**TAREFA INDICADA 1:**
Segundo o trecho do documento, em que mês ocorreu a eleição em que Sandra Pina foi escolhida presidente da AEILIJ?
**TAREFA INDICADA 2:**
Copie literalmente as entradas desde o início até a linha que contém "column 198, row 351", inclusive, deixando as imagens de fora.

Reproduzimos abaixo, a entrevista de Sandra Pina, presidente da AEILIJ, ao Blog da Editora DCL.
Para acessarem o texto original, cliquem aqui.
Por Paula Thomaz,
A premissa é perfeita para aquela que um dia seria escritora: ela
nasceu em uma família que adorava histórias após as refeições, os
mais velhos contavam causos da infância, das crianças e
de tudo o que se podia imaginar. Sua mãe lia livros e revistas em quadrinhos
todas as tardes para ela e suas irmãs. Ela cresceu, virou jornalista,
publicitária e há pouco mais de 10 anos, aventurou-se na escrita de
suas próprias histórias. Essa é Sandra Pina que, passada uma década
de carreira como escritora, eis que ela se torna representante maior
dos escritores e ilustradores de Literatura Infantil e Juvenil. Na última
eleição da Associação dos Escritores e Ilustradores de Literatura
Infantil e Juvenil, ocorrida no mês de junho, ela foi escolhida a
presidente da AEILIJ.
Nesta entrevista a autora de mais de
25 livros, entre eles,
“Um barco,
um avião, uma bolha de sabão”,
“
E assim
surgiu o Maracanã”, publicados pela DCL, fala sobre sua visão do
mercado editorial, das questões que envolvem a produção de LIJ, os
desafios de sua gestão e que pretende ser “porta-voz de
um grande grupo na defesa da profissionalização do nosso ofício. Daqui a dois anos, quando a gestão acabar, os associados da AEILIJ
poderão dizer se cumprimos ou não o papel que nos foi designado”. Leia a íntegra:
Editora DCL – Sandra, qual o panorama do mercado editorial especificamente falando deLIJ?

**ENTRADAS FORNECIDAS:**

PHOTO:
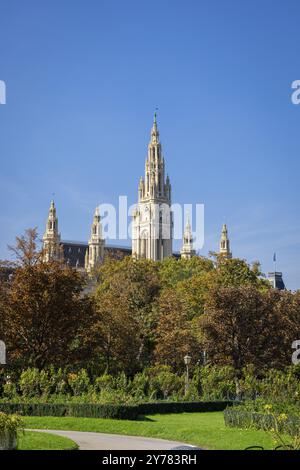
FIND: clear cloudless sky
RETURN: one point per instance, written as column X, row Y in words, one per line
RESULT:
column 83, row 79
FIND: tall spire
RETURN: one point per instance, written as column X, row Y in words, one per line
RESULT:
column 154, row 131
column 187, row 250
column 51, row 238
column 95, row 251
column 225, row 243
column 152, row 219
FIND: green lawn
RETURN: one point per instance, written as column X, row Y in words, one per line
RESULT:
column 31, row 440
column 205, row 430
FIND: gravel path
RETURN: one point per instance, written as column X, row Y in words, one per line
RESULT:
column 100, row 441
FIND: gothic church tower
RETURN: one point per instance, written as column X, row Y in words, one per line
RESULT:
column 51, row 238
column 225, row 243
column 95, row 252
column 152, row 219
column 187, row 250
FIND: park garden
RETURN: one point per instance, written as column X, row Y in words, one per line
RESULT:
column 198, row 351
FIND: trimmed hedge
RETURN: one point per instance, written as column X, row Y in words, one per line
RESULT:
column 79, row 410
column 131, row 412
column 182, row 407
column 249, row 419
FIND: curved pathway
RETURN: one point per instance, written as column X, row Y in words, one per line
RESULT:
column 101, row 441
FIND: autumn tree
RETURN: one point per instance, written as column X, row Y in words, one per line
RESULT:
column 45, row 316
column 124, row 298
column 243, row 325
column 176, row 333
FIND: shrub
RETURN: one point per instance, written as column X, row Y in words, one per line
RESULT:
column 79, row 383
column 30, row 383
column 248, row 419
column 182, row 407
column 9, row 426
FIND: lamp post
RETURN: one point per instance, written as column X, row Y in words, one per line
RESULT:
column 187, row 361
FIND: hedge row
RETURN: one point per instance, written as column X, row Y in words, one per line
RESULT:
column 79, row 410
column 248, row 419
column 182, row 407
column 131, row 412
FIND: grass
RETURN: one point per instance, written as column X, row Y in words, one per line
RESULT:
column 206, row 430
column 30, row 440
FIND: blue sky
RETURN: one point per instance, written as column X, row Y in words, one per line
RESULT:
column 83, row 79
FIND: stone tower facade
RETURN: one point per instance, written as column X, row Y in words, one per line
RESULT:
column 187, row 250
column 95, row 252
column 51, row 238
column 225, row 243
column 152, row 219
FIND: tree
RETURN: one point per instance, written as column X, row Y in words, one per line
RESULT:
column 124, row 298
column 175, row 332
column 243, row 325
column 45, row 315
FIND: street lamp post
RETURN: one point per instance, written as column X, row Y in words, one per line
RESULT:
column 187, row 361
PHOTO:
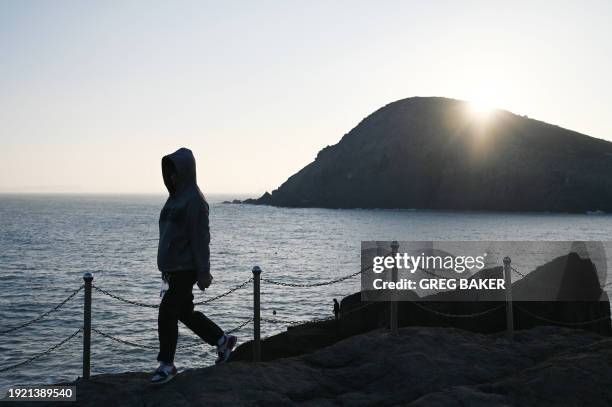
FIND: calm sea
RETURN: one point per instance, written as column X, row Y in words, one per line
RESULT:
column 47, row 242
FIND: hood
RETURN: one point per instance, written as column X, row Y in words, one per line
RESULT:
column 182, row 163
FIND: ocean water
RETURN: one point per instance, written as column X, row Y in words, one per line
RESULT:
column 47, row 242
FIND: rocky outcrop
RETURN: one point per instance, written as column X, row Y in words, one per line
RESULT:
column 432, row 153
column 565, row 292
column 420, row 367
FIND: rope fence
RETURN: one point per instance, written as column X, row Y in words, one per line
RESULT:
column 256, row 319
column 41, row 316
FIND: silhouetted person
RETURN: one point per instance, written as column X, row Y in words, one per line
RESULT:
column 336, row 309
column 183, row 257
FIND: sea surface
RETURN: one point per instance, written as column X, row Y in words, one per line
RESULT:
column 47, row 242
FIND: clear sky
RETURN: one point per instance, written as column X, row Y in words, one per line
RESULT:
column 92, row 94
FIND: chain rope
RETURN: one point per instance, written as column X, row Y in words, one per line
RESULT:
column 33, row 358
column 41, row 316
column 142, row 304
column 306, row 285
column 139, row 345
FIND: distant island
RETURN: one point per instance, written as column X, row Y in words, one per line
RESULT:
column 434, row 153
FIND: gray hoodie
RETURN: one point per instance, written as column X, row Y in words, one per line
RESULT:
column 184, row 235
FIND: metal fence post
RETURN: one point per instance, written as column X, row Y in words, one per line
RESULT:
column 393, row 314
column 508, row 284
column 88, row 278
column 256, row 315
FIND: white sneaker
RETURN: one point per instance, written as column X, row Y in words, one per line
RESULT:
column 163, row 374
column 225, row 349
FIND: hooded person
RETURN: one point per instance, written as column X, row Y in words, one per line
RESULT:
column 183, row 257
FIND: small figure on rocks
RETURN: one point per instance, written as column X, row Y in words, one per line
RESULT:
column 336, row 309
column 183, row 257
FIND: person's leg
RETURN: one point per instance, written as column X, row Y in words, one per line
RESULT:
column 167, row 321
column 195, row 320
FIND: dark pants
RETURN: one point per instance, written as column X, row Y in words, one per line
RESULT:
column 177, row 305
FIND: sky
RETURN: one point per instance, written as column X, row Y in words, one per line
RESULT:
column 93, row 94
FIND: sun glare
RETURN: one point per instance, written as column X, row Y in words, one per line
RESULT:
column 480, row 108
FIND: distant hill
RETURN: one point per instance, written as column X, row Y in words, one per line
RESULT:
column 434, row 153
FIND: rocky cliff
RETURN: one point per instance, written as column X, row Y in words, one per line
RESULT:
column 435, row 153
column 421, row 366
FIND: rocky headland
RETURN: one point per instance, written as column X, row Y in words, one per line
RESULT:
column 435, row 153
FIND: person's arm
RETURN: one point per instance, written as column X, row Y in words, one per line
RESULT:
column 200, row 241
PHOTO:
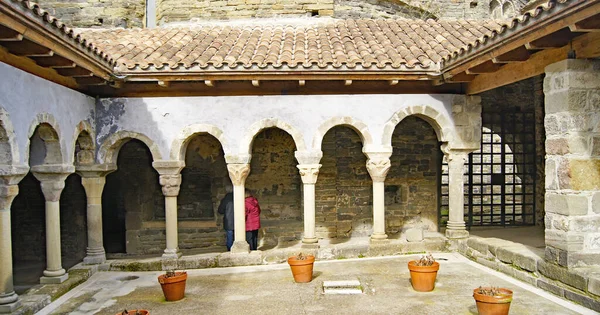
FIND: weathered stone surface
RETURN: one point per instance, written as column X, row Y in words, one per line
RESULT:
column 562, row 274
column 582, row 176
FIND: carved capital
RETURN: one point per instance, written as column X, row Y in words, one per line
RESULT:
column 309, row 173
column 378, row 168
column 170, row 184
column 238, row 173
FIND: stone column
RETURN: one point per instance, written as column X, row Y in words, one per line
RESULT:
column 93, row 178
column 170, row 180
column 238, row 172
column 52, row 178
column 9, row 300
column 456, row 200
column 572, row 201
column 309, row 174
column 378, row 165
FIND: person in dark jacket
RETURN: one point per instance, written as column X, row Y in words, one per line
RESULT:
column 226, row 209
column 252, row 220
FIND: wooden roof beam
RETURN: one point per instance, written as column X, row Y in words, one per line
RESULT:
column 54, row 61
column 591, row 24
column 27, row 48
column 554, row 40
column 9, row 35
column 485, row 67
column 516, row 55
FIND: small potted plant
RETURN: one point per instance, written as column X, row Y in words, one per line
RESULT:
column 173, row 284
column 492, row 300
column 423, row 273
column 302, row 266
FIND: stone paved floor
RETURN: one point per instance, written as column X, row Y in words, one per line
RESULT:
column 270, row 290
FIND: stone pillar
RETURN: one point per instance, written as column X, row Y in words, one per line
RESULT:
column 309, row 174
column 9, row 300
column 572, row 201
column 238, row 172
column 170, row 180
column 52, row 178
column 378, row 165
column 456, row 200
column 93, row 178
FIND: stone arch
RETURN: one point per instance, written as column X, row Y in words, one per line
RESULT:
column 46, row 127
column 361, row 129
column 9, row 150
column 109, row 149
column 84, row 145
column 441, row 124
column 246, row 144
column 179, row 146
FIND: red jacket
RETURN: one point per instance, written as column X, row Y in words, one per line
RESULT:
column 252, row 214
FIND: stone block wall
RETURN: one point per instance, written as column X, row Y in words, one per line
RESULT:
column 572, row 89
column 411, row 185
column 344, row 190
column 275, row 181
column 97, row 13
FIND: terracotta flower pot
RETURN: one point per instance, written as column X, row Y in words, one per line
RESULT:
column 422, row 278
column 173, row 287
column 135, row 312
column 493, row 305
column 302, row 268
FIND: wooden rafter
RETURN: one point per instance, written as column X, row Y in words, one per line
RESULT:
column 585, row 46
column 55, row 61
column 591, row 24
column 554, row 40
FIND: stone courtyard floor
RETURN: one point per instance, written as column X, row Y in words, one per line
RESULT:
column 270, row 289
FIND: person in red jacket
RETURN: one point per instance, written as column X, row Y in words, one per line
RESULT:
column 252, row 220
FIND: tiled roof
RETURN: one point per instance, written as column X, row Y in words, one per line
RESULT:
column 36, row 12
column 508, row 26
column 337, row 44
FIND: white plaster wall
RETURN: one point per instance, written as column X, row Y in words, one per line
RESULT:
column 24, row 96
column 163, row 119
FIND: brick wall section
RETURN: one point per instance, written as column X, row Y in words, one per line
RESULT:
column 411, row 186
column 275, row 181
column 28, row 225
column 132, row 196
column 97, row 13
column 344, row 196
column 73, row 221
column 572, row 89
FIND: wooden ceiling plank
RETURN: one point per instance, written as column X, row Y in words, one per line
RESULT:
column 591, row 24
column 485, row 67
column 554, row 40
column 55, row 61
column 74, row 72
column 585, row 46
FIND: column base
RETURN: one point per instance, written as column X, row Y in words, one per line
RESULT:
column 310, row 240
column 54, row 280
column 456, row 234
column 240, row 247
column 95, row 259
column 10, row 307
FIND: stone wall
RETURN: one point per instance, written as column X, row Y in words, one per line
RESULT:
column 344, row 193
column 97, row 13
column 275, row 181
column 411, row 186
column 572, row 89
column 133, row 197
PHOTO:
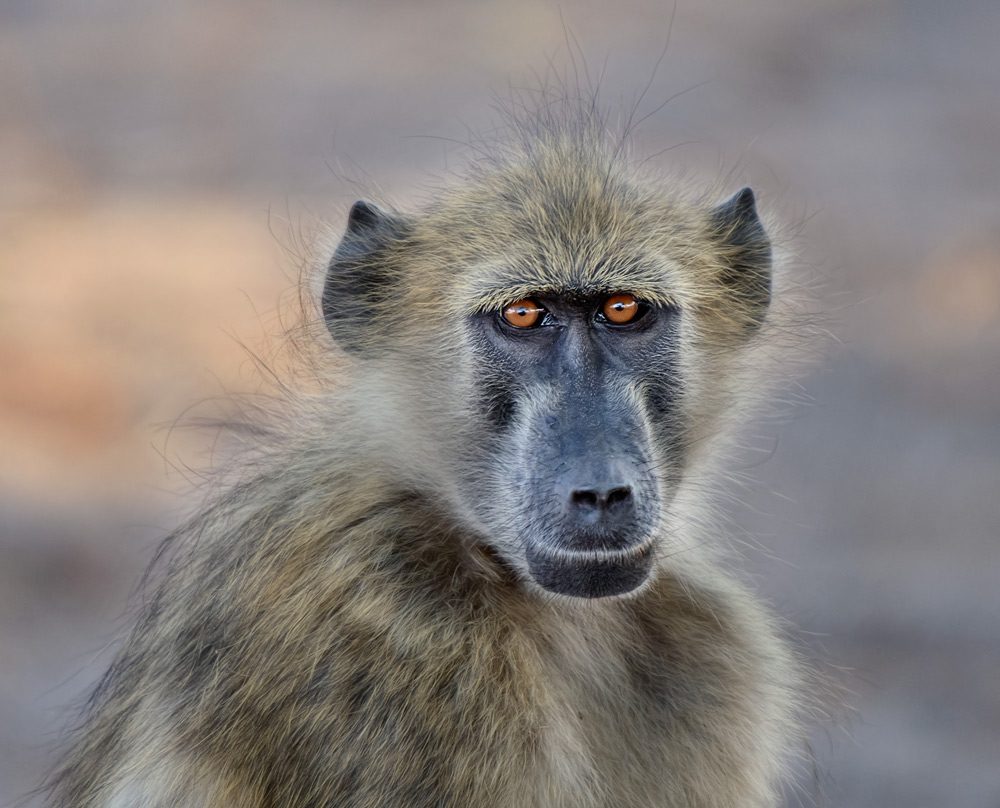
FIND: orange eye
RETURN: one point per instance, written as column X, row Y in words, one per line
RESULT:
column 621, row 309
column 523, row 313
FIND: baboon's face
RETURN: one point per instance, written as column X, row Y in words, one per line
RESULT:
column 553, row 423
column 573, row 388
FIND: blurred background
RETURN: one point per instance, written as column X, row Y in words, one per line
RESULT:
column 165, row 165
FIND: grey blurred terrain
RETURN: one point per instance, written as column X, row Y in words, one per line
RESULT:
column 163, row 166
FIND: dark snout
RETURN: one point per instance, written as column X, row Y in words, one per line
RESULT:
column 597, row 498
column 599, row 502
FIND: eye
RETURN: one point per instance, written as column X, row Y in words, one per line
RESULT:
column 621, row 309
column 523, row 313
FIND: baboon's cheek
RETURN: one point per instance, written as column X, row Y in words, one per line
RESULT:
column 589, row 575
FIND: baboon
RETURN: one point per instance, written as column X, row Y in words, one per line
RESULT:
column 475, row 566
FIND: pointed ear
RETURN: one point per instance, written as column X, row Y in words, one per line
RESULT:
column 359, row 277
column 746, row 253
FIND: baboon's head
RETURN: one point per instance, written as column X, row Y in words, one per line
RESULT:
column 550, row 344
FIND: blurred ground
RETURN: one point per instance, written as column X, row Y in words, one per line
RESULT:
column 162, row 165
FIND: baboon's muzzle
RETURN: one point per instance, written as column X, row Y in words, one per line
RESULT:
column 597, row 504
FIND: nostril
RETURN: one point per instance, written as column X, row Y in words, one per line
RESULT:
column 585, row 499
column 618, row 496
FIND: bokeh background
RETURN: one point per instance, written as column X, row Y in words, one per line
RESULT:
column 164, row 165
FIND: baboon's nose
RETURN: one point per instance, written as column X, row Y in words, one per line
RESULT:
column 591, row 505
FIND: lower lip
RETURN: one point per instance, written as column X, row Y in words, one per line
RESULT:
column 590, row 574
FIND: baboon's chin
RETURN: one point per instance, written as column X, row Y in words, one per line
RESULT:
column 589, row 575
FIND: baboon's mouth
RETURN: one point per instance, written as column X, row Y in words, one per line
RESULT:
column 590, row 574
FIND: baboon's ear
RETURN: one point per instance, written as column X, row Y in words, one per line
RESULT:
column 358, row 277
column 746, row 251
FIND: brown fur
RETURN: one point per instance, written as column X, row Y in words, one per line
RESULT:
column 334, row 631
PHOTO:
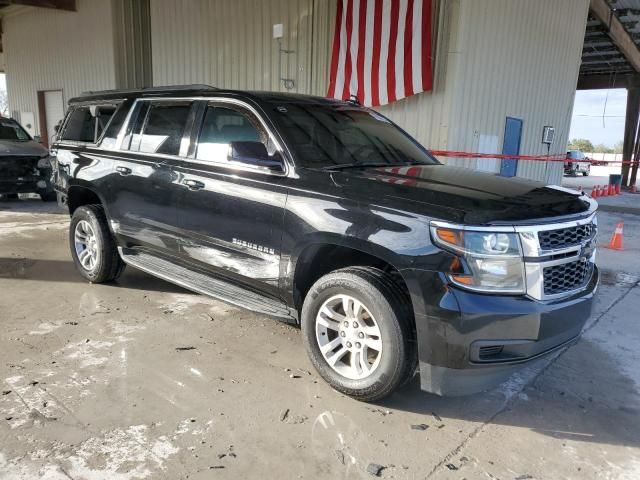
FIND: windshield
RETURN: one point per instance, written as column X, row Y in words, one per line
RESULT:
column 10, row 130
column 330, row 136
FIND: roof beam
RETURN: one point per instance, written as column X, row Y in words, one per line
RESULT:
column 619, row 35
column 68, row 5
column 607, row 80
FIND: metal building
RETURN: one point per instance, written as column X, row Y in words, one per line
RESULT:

**RESPOSTA COMPLETA 1:**
Em junho.

**RESPOSTA COMPLETA 2:**
PHOTO:
FIND: clear cloudless sky
RETURN: one point per instance, written as column X, row Y in words, one per line
RESULT:
column 83, row 79
FIND: tall spire
RETURN: one point per instance, written as column X, row Y in words, one per line
RESULT:
column 154, row 131
column 187, row 250
column 51, row 238
column 95, row 251
column 225, row 243
column 152, row 219
FIND: green lawn
RETURN: one point per instance, written as column X, row Y in words, one per line
RESULT:
column 31, row 440
column 205, row 430
FIND: gravel path
RETURN: one point per instance, written as column X, row Y in words, one per line
RESULT:
column 100, row 441
FIND: gothic church tower
RETURN: one point per instance, written as column X, row Y in words, one per line
RESULT:
column 51, row 238
column 225, row 243
column 95, row 252
column 152, row 219
column 187, row 250
FIND: park garden
RETURN: one point per instance, written as column X, row Y in words, one per line
RESULT:
column 198, row 351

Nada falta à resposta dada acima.